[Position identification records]
[Start]

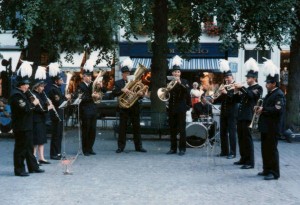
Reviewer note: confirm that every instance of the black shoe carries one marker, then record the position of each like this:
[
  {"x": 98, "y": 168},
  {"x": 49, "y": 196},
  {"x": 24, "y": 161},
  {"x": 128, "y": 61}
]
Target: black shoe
[
  {"x": 119, "y": 150},
  {"x": 262, "y": 173},
  {"x": 22, "y": 174},
  {"x": 55, "y": 157},
  {"x": 270, "y": 177},
  {"x": 171, "y": 151},
  {"x": 247, "y": 166},
  {"x": 141, "y": 150},
  {"x": 231, "y": 156},
  {"x": 37, "y": 171},
  {"x": 44, "y": 162},
  {"x": 239, "y": 162}
]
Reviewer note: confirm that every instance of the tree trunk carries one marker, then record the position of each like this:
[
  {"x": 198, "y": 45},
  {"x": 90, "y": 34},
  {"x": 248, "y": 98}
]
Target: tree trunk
[
  {"x": 293, "y": 94},
  {"x": 159, "y": 65}
]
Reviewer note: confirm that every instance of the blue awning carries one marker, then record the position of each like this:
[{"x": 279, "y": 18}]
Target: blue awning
[{"x": 193, "y": 64}]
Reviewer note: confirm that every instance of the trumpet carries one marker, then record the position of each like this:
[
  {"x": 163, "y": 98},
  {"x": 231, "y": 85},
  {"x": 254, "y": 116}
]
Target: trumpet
[
  {"x": 255, "y": 118},
  {"x": 50, "y": 103}
]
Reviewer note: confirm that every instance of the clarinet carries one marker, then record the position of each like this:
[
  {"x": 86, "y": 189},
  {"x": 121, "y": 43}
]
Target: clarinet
[
  {"x": 33, "y": 97},
  {"x": 50, "y": 103}
]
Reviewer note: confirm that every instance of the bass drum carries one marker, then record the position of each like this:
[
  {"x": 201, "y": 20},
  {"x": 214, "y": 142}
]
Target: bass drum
[{"x": 196, "y": 134}]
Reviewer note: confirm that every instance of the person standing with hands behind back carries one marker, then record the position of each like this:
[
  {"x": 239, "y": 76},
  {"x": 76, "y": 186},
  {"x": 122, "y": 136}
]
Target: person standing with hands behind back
[{"x": 179, "y": 103}]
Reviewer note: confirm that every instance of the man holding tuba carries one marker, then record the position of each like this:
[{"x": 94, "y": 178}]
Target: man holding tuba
[
  {"x": 179, "y": 103},
  {"x": 132, "y": 112},
  {"x": 247, "y": 97},
  {"x": 88, "y": 108}
]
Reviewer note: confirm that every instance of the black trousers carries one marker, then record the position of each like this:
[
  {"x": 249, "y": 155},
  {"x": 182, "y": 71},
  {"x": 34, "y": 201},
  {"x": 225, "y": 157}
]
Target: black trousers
[
  {"x": 88, "y": 126},
  {"x": 270, "y": 155},
  {"x": 245, "y": 142},
  {"x": 24, "y": 150},
  {"x": 177, "y": 125},
  {"x": 56, "y": 138},
  {"x": 228, "y": 134},
  {"x": 132, "y": 114}
]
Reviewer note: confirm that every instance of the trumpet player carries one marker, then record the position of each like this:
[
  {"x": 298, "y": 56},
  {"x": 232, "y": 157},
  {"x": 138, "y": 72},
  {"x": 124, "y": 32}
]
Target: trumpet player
[
  {"x": 269, "y": 122},
  {"x": 132, "y": 113},
  {"x": 88, "y": 109},
  {"x": 247, "y": 97},
  {"x": 57, "y": 98},
  {"x": 179, "y": 103},
  {"x": 228, "y": 114}
]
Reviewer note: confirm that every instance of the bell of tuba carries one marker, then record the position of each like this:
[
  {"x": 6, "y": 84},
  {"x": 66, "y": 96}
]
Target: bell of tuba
[
  {"x": 96, "y": 88},
  {"x": 164, "y": 93},
  {"x": 126, "y": 100}
]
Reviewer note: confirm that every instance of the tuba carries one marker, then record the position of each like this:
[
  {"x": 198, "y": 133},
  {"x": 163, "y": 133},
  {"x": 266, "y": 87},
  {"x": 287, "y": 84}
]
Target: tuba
[
  {"x": 164, "y": 93},
  {"x": 96, "y": 88},
  {"x": 126, "y": 100}
]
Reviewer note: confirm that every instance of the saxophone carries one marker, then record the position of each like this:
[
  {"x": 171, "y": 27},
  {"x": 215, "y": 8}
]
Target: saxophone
[
  {"x": 126, "y": 100},
  {"x": 96, "y": 88}
]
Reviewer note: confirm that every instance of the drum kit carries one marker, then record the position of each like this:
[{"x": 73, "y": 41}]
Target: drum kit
[{"x": 197, "y": 133}]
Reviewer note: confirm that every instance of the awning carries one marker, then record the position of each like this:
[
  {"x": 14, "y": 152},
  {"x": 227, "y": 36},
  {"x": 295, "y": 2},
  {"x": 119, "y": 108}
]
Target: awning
[
  {"x": 14, "y": 55},
  {"x": 189, "y": 65},
  {"x": 75, "y": 65}
]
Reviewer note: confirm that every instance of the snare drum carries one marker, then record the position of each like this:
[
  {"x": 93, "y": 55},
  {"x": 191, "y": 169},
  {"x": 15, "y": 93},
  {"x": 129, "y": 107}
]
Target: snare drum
[
  {"x": 206, "y": 120},
  {"x": 196, "y": 134}
]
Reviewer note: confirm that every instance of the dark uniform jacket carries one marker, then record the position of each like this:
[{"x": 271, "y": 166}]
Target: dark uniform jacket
[
  {"x": 273, "y": 104},
  {"x": 119, "y": 84},
  {"x": 56, "y": 96},
  {"x": 229, "y": 106},
  {"x": 248, "y": 99},
  {"x": 21, "y": 109},
  {"x": 201, "y": 109},
  {"x": 180, "y": 98}
]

[End]

• TASK DIRECTIONS: For this exercise, please retype exactly the lines in the listing from the line with "Reviewer note: confirm that every instance of the bell" through its last line, both ends included.

• WRITTEN RESPONSE:
Reviewer note: confirm that every instance of the bell of tuba carries one marker, then record the position of each like this:
[
  {"x": 6, "y": 84},
  {"x": 66, "y": 96}
]
Target: bell of tuba
[
  {"x": 96, "y": 88},
  {"x": 164, "y": 93},
  {"x": 126, "y": 100}
]
Reviewer note: confirm that every instance of the tuba carries one marker, then record the position of each like this:
[
  {"x": 198, "y": 133},
  {"x": 163, "y": 133},
  {"x": 266, "y": 87},
  {"x": 287, "y": 84}
]
Target: tuba
[
  {"x": 164, "y": 93},
  {"x": 96, "y": 88},
  {"x": 126, "y": 100}
]
Reviewer note: confirm that every instance of the saxophone carries one marker, then record the position of each like this:
[
  {"x": 171, "y": 27},
  {"x": 215, "y": 8}
]
Target: saxophone
[
  {"x": 126, "y": 100},
  {"x": 96, "y": 88}
]
Reviewer note: confirm that every instance of the drum kit carries one marker, then record the position of each like this:
[{"x": 73, "y": 41}]
Target: drum kit
[{"x": 197, "y": 133}]
Reviewer note: confirm that every instance of the awning carries one marker, then record the position of each like this:
[
  {"x": 14, "y": 152},
  {"x": 227, "y": 36},
  {"x": 295, "y": 2},
  {"x": 119, "y": 108}
]
Target: awning
[
  {"x": 14, "y": 55},
  {"x": 189, "y": 65},
  {"x": 75, "y": 65}
]
Reviewer note: confirm that every instance of the snare drum carries one marker, then record the position of each like this:
[
  {"x": 93, "y": 55},
  {"x": 191, "y": 169},
  {"x": 15, "y": 93},
  {"x": 129, "y": 107}
]
Target: snare drum
[
  {"x": 206, "y": 120},
  {"x": 196, "y": 134}
]
Reviewer note: confirm that every instance of the dark uniform jacket carries one marker, then record the position of each like this:
[{"x": 271, "y": 166}]
Target: dark uniform jacket
[
  {"x": 273, "y": 104},
  {"x": 119, "y": 84},
  {"x": 56, "y": 96},
  {"x": 229, "y": 106},
  {"x": 248, "y": 99},
  {"x": 21, "y": 109},
  {"x": 201, "y": 109},
  {"x": 180, "y": 98}
]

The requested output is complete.